Document text
◇ ◇ ◇

In the 1990's the interest in watermarks increased drastically, and currently one can find them in various forms of copyrighted watermarks material. Digital watermarks are mostly known as being visual. The normalization of their use in photographs, on video stored in DVDs is a reality by now. In trial software, these also appear often, instead of restricting the use of software what happens is when we are exporting our work these are appended to them.

I read this almost as an arrogant way of advertisement. It feels like we are targeted as if you don't pay you to have to make us public in any other way, it seems a message like we will make money from you in any way possible.

In Publishing

Another big shift I can set is how watermarks are creating a body of evidence on users, adding traces that relate to the subject, more precisely with geolocation, IP addresses, mac addresses, email addresses, etc. A good example of this is phenomena is Verso Books publisher. They created an online ebook store and in an article, we can understand that their watermarks didn't pass unnoticed to its users.

A source interviewed states: "Personally, I felt like I was constantly being sent a stalker's note saying, "I know where you live." It put me off reading the books entirely." (Hoffelder, 2014)

Verso books append a watermark with the IP address of the downloader at the beginning of every chapter, it also creates another imprint in the begging of the books with the downloaders name and his or her email address. The way we are leaving imprints that identify us as downloaders and printers is alarming. Verso Books are calling out their users as pirates and the companies that are making this possible are using us as an asset to capitalize on.

◇ ◇ ◇

Written task A
For each statement about the watermarks text, answer yes or no and quote the words from the text that settle it: (i) Interest in watermarks rose sharply in the 1990's. (ii) Verso Books puts the downloader's IP address only on the first page of a book. (iii) Trial software limits what you can do with it rather than adding watermarks when you export your work.
The watermarks text and the entries after it are unrelated.

Data entries
◇ ◇ ◇

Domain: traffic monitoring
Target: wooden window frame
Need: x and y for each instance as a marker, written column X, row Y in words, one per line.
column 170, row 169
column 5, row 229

◇ ◇ ◇

Written task B
Return every line of all the entries above, word for word.

Full response A
(i) Yes: "In the 1990's the interest in watermarks increased drastically"
(ii) No: "Verso books append a watermark with the IP address of the downloader at the beginning of every chapter"
(iii) No: "instead of restricting the use of software what happens is when we are exporting our work these are appended to them"

Full response B
Domain: traffic monitoring
Target: wooden window frame
Need: x and y for each instance as a marker, written column X, row Y in words, one per line.
column 170, row 169
column 5, row 229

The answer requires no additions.